In [1]:
# Function: It can be used for differen purposes and one common usage is when calculating the 
# accuracy of training/dev/test sets.
# If accuracy is calculated, the tyical usage is as following: tf.nn.in_top_k(logits, Y, 1)
# where logits is simply the ZL (the linear output of the output layer of neural network)

In [2]:
import tensorflow as tf

In [3]:
# NOTE that when calculating accuracy, the third argument is always 1 as we want to check if the prediction 
# is correct or not

In [4]:
# THIS EXAMPLE ILLUSTRATES THE USE OF tf.nn.in_top_k on 1 single training sample

# See that there are 6 classes and assume that the NN model is trying to estimate the right class...

# The assumption in this example is that there is only 1 training example.
# Assume that softmax regression is used in output layer.
# logit (ZL) if as the following:
logit = tf.constant([[1.0, 0.7, 2.0, 2.5, 2.7, -6.3]])
# Based on this given logit, "2.7" is the max value, with the index number=4.
# The second biggest value is 2.5, with the index = 3
# The third biggest value is 2.0, with the index = 2
# So, if we sort the index values of these samples (from largest to smallest), we find: [4, 3, 2, 0, 1, 5]

# label represents the correct value, that the model needs to predict correctly.
label = tf.constant([[  0,   0,   1,   0,   0,   0]])
# Now run tf.argmax to figure out the max index of the label array. The following will return [2] because
# the largest value of the array is at the index = 2 in the array of label
label_argmax = tf.argmax(label, 1)

# Time to run the tf.nn.in_top_k function.
# We know that label_argmax=[2].
# Since the third parameter = 1, 
# then we ask if the value at the index logit[0, 2] is the biggest value of all samples in logit[0]?
# The answer is NO. logit[0, 2] = 2.0 is the third biggest value of the logit
a = tf.nn.in_top_k(logit, label_argmax, 1)  # [False]

# Ok.. Since the third argument is 2 now.. Then we ask, if the logit[0,2] is one of the biggest 2 samples in the 
# logit[0]. The answer is still NO and it returns FALSE
b = tf.nn.in_top_k(logit, label_argmax, 2)  # [False]

# If logit[0, 2] = 2.0 one of the 3 biggest samples in logit[0]?

+===+

### JOB A:
Summarize the tf.nn.in_top_k walkthrough in two sentences.
### JOB B:
From the tf.nn.in_top_k walkthrough, retype the passage starting with "# label represents" and going on through "know that label_argmax=[2].".
None of the data is needed here.

### SUPPLIED DATA:
+===+

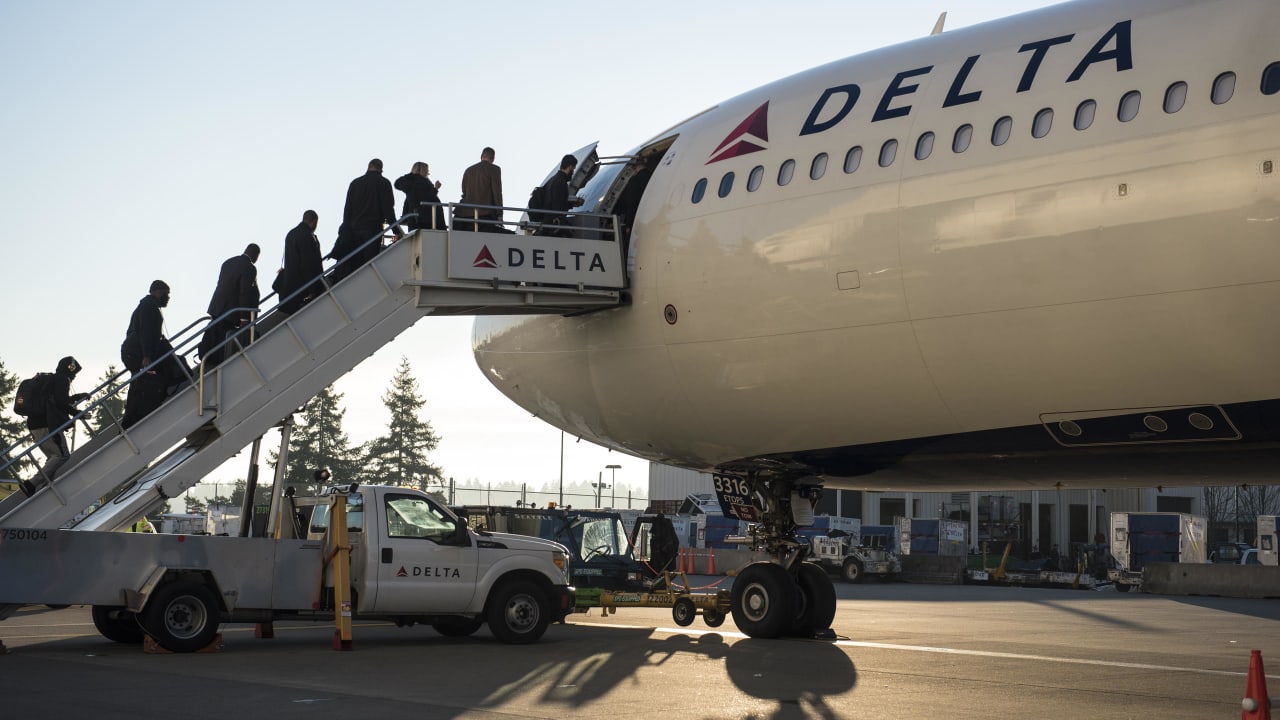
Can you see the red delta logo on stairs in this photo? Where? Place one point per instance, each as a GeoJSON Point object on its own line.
{"type": "Point", "coordinates": [484, 259]}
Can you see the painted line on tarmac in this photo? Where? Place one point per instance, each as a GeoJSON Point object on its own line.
{"type": "Point", "coordinates": [967, 652]}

+===+

### TASK SOLUTION A:
The tf.nn.in_top_k function is commonly used to calculate the accuracy of training/dev/test sets, typically called as tf.nn.in_top_k(logits, Y, 1), where logits is the linear output of the neural network's output layer. In an example with one training sample and six classes, the label's argmax is index 2, whose logit value of 2.0 is only the third biggest, so the function returns [False] when the third argument is 1 and also when it is 2.

### TASK SOLUTION B:
# label represents the correct value, that the model needs to predict correctly.
label = tf.constant([[  0,   0,   1,   0,   0,   0]])
# Now run tf.argmax to figure out the max index of the label array. The following will return [2] because
# the largest value of the array is at the index = 2 in the array of label
label_argmax = tf.argmax(label, 1)

# Time to run the tf.nn.in_top_k function.
# We know that label_argmax=[2].